- [AIM OF THE EXERCISE]:
Extract the full forum thread about which city people would rather live in, reproducing every line unchanged.

# What city would you rather live in?



## eklips (Mar 29, 2005)

As this forum attracts both skyscraper-only and urban enthusiasts, I am curious to know:

-If you would rather live in a city with a vibrant dowtown, full of skyscrapers but with the rest of the city being mostly single family homes. The stereotypical north american city.

-Or the stereotypical European city, with zero skyscrapers and tall buildings, but with all the urban area being made of dense, four or five stories buildings.


----------



## earthJoker (Dec 15, 2004)

European style city.


----------



## Mr Bricks (May 6, 2005)

earthJoker said:


> European style city.


Ditto. By far.


----------



## FREKI (Sep 27, 2005)

With out a doubt the "stereotypical European city" style...

But if you ask me it's been perfected by the Japanese - now that's an awesome city style! :yes:


----------



## Taller Better (Aug 27, 2005)

Seeing as how I have chosen to live in a North American city, I guess my answer is obvious. I feel sorry for people who have chosen to live somewhere, but pine for another city.


----------



## ZZ-II (May 10, 2006)

a european city with many skyscrapers.....Frankfurt/main  (only a few more skyscrapers )


----------



## Taller Better (Aug 27, 2005)

I think the answer is there are good aspects to both styles of city, hence a lot of happy people living on either side of the pond. Some "Europeanisation" of North American cities has been good, and some "North Americanisation" of
European cities has been good (let's be honest, this is a skyscraper forum for admirers of tall buildings, and they are not part of the traditional "stereotypical" European city  )


----------



## PerthCity (Dec 15, 2005)

North American style. I like room to live, and not be cramped with so many other people.


----------



## Taylorhoge (Feb 5, 2006)

I wish a city in North America would combine both with a European city and a North Amerian city.


----------



## DiggerD21 (Apr 22, 2004)

I prefer the european style, but not too dense please. For example Barcelona is already too dense for my liking.


----------



## A.U.S. arch. Student (Oct 16, 2006)

- [EXTRACTED RECORDS]:
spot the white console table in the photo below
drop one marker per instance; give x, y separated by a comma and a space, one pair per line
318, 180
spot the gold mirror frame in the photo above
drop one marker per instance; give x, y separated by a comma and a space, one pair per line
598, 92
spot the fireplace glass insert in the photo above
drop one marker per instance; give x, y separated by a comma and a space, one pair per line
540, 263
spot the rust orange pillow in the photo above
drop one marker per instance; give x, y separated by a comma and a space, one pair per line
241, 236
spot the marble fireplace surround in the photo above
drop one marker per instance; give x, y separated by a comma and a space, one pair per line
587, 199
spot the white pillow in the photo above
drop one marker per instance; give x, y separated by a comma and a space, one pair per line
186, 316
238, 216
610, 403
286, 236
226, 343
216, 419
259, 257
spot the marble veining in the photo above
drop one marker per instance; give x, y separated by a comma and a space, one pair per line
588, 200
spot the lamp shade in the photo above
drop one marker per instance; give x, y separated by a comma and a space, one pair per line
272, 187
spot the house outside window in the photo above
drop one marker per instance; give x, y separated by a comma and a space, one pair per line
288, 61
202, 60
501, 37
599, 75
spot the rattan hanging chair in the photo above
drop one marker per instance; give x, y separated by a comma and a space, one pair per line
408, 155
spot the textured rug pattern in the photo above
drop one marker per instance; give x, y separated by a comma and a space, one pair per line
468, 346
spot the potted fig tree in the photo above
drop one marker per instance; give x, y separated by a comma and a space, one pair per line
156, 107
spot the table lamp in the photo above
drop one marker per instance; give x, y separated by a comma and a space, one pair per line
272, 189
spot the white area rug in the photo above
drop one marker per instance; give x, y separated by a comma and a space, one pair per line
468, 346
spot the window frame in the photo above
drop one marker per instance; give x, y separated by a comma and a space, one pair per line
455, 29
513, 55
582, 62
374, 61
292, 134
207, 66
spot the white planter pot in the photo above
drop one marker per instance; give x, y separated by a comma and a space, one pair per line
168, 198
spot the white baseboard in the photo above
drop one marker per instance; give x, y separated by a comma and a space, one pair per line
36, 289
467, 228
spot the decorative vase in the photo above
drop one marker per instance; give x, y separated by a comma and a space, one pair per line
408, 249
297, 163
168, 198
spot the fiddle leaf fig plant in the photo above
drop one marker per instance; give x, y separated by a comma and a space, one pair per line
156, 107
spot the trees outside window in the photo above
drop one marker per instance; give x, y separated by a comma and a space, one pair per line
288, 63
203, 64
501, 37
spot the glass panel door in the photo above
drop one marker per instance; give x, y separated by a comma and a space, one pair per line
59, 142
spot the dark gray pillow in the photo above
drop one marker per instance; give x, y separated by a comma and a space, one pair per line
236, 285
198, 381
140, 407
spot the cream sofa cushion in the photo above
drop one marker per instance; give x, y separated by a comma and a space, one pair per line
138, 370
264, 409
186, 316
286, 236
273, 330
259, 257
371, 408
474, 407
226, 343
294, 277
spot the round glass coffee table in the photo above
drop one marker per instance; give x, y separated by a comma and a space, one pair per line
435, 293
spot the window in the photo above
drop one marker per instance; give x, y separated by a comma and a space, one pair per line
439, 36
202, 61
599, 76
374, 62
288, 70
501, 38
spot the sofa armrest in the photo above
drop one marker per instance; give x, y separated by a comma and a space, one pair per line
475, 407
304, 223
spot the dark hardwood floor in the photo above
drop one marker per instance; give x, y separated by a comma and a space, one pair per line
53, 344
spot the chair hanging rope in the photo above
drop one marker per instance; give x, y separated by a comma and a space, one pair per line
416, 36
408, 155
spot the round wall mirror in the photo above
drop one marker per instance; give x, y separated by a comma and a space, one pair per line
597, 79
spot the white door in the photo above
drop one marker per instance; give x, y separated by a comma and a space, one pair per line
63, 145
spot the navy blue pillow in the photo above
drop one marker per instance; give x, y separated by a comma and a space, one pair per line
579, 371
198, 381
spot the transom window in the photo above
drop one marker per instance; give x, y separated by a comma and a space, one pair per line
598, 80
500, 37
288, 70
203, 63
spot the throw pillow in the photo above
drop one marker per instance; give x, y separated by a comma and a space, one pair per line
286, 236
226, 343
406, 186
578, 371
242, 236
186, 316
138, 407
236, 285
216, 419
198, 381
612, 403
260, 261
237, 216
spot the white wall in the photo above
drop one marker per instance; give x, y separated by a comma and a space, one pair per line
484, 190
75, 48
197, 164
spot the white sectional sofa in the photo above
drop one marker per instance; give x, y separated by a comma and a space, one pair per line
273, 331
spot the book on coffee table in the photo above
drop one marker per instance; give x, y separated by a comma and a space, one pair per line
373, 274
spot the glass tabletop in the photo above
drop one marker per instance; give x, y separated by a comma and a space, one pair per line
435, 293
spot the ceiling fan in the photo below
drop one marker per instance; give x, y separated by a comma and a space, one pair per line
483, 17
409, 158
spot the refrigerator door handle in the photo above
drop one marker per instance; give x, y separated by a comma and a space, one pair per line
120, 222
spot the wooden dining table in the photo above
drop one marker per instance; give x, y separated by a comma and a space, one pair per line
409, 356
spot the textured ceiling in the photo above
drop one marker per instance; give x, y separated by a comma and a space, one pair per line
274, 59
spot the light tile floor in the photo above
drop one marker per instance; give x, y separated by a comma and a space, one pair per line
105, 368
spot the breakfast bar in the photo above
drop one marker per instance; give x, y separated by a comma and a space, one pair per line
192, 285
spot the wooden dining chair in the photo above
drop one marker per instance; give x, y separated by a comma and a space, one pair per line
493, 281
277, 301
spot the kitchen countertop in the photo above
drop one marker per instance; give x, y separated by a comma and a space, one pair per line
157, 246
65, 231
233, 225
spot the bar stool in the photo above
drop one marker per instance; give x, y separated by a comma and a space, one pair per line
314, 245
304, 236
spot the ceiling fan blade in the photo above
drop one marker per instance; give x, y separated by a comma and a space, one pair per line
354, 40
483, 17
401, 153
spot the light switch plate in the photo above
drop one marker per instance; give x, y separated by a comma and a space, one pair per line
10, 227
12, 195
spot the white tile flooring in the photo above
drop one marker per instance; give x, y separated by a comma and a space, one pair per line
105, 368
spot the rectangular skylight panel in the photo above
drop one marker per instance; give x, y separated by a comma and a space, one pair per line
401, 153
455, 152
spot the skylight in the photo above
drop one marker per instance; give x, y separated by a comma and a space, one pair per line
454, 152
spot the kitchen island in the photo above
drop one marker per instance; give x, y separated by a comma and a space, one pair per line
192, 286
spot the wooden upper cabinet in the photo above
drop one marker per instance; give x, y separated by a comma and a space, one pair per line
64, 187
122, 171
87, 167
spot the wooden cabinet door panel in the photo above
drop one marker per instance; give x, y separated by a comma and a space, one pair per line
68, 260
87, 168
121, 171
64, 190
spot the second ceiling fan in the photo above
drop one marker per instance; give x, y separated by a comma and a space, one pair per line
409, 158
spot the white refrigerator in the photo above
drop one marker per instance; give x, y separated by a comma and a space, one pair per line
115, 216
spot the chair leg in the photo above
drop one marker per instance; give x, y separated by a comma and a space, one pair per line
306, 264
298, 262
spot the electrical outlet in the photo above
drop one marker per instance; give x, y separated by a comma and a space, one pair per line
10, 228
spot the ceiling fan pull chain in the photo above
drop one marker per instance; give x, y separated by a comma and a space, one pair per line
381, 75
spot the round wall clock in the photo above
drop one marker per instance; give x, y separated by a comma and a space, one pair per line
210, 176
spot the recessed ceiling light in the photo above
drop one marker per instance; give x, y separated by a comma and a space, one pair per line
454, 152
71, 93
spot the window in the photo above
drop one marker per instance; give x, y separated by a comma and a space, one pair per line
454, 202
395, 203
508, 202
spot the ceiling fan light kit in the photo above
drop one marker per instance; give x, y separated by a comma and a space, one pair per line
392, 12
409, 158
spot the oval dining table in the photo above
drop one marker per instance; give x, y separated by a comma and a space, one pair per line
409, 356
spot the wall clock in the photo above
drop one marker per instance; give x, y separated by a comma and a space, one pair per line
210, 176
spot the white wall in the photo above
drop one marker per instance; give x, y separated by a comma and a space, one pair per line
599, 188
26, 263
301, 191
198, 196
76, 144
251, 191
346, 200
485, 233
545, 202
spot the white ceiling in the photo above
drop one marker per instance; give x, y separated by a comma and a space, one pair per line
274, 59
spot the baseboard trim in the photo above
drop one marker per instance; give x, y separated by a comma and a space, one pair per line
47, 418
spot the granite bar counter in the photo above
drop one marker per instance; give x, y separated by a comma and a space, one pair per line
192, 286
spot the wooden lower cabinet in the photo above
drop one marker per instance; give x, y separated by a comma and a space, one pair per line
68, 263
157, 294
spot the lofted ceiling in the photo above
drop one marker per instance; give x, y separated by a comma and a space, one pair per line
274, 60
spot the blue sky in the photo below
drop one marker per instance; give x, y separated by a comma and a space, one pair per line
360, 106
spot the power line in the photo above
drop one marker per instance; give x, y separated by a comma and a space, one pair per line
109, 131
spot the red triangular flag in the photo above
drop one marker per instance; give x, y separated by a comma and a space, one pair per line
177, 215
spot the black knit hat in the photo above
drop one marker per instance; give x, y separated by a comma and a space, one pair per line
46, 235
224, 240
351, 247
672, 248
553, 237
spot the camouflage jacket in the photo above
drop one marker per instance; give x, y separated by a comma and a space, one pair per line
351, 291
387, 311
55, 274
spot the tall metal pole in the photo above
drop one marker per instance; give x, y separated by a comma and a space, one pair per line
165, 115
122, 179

- [EXERCISE OUTPUT]:
# What city would you rather live in?



## eklips (Mar 29, 2005)

As this forum attracts both skyscraper-only and urban enthusiasts, I am curious to know:

-If you would rather live in a city with a vibrant dowtown, full of skyscrapers but with the rest of the city being mostly single family homes. The stereotypical north american city.

-Or the stereotypical European city, with zero skyscrapers and tall buildings, but with all the urban area being made of dense, four or five stories buildings.


----------



## earthJoker (Dec 15, 2004)

European style city.


----------



## Mr Bricks (May 6, 2005)

earthJoker said:


> European style city.


Ditto. By far.


----------



## FREKI (Sep 27, 2005)

With out a doubt the "stereotypical European city" style...

But if you ask me it's been perfected by the Japanese - now that's an awesome city style! :yes:


----------



## Taller Better (Aug 27, 2005)

Seeing as how I have chosen to live in a North American city, I guess my answer is obvious. I feel sorry for people who have chosen to live somewhere, but pine for another city.


----------



## ZZ-II (May 10, 2006)

a european city with many skyscrapers.....Frankfurt/main  (only a few more skyscrapers )


----------



## Taller Better (Aug 27, 2005)

I think the answer is there are good aspects to both styles of city, hence a lot of happy people living on either side of the pond. Some "Europeanisation" of North American cities has been good, and some "North Americanisation" of
European cities has been good (let's be honest, this is a skyscraper forum for admirers of tall buildings, and they are not part of the traditional "stereotypical" European city  )


----------



## PerthCity (Dec 15, 2005)

North American style. I like room to live, and not be cramped with so many other people.


----------



## Taylorhoge (Feb 5, 2006)

I wish a city in North America would combine both with a European city and a North Amerian city.


----------



## DiggerD21 (Apr 22, 2004)

I prefer the european style, but not too dense please. For example Barcelona is already too dense for my liking.


----------



## A.U.S. arch. Student (Oct 16, 2006)